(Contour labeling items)
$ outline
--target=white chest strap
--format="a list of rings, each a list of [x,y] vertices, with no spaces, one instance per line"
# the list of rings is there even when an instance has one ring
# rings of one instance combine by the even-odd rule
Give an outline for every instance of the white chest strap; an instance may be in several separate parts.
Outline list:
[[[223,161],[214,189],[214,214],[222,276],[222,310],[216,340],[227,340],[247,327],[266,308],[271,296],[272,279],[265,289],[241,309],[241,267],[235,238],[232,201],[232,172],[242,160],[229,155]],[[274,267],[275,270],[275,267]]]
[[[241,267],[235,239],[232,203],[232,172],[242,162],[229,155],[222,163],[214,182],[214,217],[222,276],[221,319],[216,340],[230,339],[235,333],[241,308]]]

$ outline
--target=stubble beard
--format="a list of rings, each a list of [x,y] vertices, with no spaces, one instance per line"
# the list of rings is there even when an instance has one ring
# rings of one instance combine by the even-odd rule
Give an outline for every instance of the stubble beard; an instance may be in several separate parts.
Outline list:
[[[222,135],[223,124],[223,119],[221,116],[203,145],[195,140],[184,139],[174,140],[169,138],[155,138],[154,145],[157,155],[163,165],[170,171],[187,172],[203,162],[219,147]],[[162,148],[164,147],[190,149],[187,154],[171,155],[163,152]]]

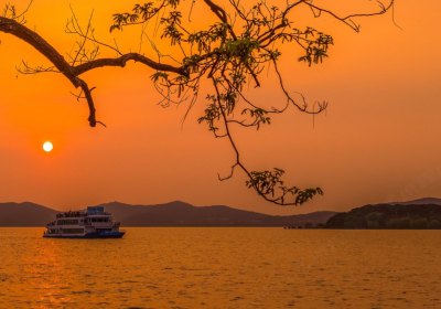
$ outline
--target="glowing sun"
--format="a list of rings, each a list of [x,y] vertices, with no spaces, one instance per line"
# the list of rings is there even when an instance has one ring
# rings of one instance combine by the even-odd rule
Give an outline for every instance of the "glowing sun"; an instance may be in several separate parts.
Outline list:
[[[44,151],[46,151],[46,152],[52,151],[53,148],[54,148],[54,146],[53,146],[52,142],[50,142],[50,141],[46,141],[45,143],[43,143],[43,149],[44,149]]]

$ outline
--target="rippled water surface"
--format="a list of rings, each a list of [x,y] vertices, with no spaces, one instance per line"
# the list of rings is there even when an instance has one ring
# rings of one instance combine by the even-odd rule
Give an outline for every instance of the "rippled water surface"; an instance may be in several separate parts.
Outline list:
[[[42,233],[0,228],[0,308],[441,308],[440,231]]]

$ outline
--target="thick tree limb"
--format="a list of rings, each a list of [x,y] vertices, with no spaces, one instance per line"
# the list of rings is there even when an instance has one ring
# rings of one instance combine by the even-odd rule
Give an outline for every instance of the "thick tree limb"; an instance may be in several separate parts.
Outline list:
[[[175,67],[169,64],[162,64],[154,62],[143,55],[140,55],[138,53],[129,53],[125,54],[120,57],[117,58],[98,58],[95,61],[90,61],[87,63],[79,64],[74,67],[74,72],[77,75],[80,75],[83,73],[86,73],[87,71],[97,68],[97,67],[104,67],[104,66],[120,66],[125,67],[128,61],[135,61],[135,62],[140,62],[142,64],[146,64],[147,66],[150,66],[151,68],[158,70],[158,71],[166,71],[166,72],[173,72],[180,75],[189,76],[189,71],[186,71],[183,67]]]
[[[126,63],[128,61],[136,61],[146,64],[147,66],[150,66],[154,70],[172,72],[189,76],[189,72],[183,67],[174,67],[168,64],[161,64],[137,53],[125,54],[118,58],[94,60],[88,63],[84,63],[77,66],[72,66],[42,36],[40,36],[36,32],[28,29],[20,22],[17,22],[15,20],[0,17],[0,32],[9,33],[32,45],[42,55],[44,55],[57,68],[57,71],[62,73],[74,85],[75,88],[82,88],[83,93],[85,94],[87,105],[89,108],[89,117],[87,120],[89,121],[90,127],[96,127],[96,124],[101,124],[101,122],[96,120],[96,110],[95,110],[94,98],[92,96],[92,89],[88,87],[85,81],[78,77],[78,75],[87,71],[104,66],[123,67],[126,66]]]

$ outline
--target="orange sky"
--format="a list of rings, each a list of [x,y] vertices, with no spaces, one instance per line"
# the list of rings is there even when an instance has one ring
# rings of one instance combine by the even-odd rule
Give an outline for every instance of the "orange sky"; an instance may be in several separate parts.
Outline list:
[[[95,9],[98,38],[111,42],[115,36],[122,51],[138,51],[139,28],[108,33],[111,14],[136,2],[35,0],[26,25],[65,54],[75,41],[64,33],[72,3],[84,23]],[[23,8],[28,1],[13,3]],[[375,10],[376,4],[338,0],[333,9],[343,14]],[[295,61],[301,55],[295,45],[282,47],[286,86],[311,102],[329,100],[327,116],[316,117],[313,129],[312,117],[291,108],[258,132],[235,129],[234,135],[250,170],[280,167],[288,183],[325,191],[299,207],[266,203],[245,187],[239,171],[233,180],[217,180],[218,172],[229,172],[234,153],[227,140],[214,139],[205,125],[197,125],[204,95],[182,129],[186,105],[157,105],[151,68],[133,63],[123,70],[100,68],[83,76],[97,87],[97,118],[108,126],[93,129],[86,103],[76,102],[62,75],[15,78],[21,60],[30,65],[47,62],[25,43],[0,33],[0,202],[32,201],[68,210],[109,201],[182,200],[294,214],[441,196],[440,12],[438,1],[398,1],[395,17],[404,31],[388,13],[358,19],[358,34],[330,18],[312,19],[305,10],[292,14],[299,26],[310,24],[334,36],[330,58],[313,67]],[[202,1],[192,19],[197,25],[215,20]],[[168,51],[165,42],[157,42]],[[147,44],[142,52],[154,56]],[[273,74],[261,83],[247,95],[263,106],[283,103]],[[51,153],[42,150],[46,140],[54,143]]]

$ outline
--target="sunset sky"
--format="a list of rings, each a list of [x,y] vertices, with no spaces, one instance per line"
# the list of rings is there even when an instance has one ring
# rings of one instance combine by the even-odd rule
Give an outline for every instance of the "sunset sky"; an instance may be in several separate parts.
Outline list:
[[[28,4],[28,0],[10,2],[19,10]],[[329,8],[342,15],[378,10],[375,1],[332,2]],[[94,10],[93,24],[101,41],[111,43],[116,38],[121,51],[139,52],[139,28],[108,31],[111,15],[130,10],[137,1],[35,0],[26,26],[65,55],[77,39],[65,33],[69,3],[85,26]],[[190,3],[183,7],[184,15]],[[83,76],[97,87],[97,119],[108,126],[90,128],[86,103],[69,94],[76,90],[64,76],[17,76],[22,60],[33,66],[49,62],[24,42],[0,32],[0,202],[31,201],[76,210],[110,201],[181,200],[197,206],[225,204],[297,214],[441,198],[441,3],[398,0],[395,20],[402,30],[394,24],[391,12],[357,19],[361,33],[329,17],[314,19],[309,10],[299,10],[291,19],[298,26],[311,25],[334,38],[330,58],[312,67],[297,62],[302,52],[295,44],[281,47],[287,88],[310,102],[327,100],[327,114],[316,116],[313,128],[311,116],[290,108],[259,131],[235,128],[233,134],[250,170],[282,168],[288,184],[321,187],[324,196],[281,207],[247,189],[239,170],[232,180],[219,182],[217,173],[229,173],[234,152],[227,140],[213,138],[206,125],[196,121],[206,106],[205,89],[182,126],[187,104],[158,106],[160,96],[150,81],[154,71],[141,64]],[[192,20],[196,29],[216,21],[202,1],[196,1]],[[148,30],[152,38],[153,28],[152,23]],[[162,53],[179,55],[168,42],[160,38],[155,42]],[[147,42],[141,49],[157,60]],[[247,95],[262,106],[282,106],[275,74],[263,76],[261,88],[247,89]],[[44,152],[45,141],[54,145],[52,152]]]

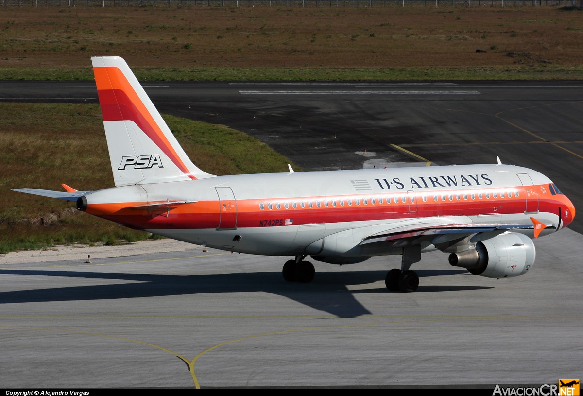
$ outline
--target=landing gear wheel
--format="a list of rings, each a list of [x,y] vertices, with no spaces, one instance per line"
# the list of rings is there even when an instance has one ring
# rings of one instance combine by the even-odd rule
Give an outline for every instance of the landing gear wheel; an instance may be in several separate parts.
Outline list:
[[[399,289],[402,292],[415,292],[419,286],[419,277],[414,271],[404,271],[399,276]]]
[[[289,260],[283,264],[283,269],[282,270],[282,274],[283,279],[287,282],[296,282],[297,281],[296,273],[296,260]]]
[[[310,261],[301,261],[296,268],[296,276],[297,281],[303,283],[307,283],[314,279],[316,270]]]
[[[393,268],[387,273],[385,276],[385,285],[387,288],[391,292],[398,292],[401,290],[399,287],[399,276],[401,275],[401,271],[399,268]]]

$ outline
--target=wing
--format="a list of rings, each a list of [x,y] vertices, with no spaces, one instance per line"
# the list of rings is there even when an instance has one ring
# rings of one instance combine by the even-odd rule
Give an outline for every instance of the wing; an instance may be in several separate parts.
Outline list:
[[[467,218],[466,218],[467,219]],[[529,223],[457,223],[451,218],[430,218],[422,221],[399,224],[396,228],[387,229],[364,238],[360,244],[387,242],[391,248],[419,244],[428,241],[438,246],[452,241],[470,237],[474,243],[493,238],[507,231],[533,230],[535,237],[545,228],[554,229],[552,224],[545,224],[534,218]]]

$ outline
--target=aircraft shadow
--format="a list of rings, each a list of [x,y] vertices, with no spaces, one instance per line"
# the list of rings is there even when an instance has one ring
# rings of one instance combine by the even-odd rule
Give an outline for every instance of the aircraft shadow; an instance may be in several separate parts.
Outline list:
[[[420,277],[463,273],[458,270],[417,271]],[[311,283],[288,283],[279,272],[239,272],[179,276],[163,274],[92,272],[69,271],[2,269],[0,274],[41,276],[127,281],[132,283],[76,286],[0,292],[0,304],[112,300],[207,293],[265,292],[282,296],[339,317],[356,317],[371,313],[355,298],[363,293],[387,294],[384,288],[357,290],[347,286],[372,284],[384,279],[385,271],[319,272]],[[134,283],[138,282],[138,283]],[[419,292],[470,290],[488,288],[420,286]]]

WHAT THE TASK REQUIRES :: Report every line of the records that holds the word "limb", copying each line in full.

RESPONSE TO THIS EXERCISE ::
--target="thick tree limb"
Give an outline for every instance of the "thick tree limb"; an instance may be in several separate parts.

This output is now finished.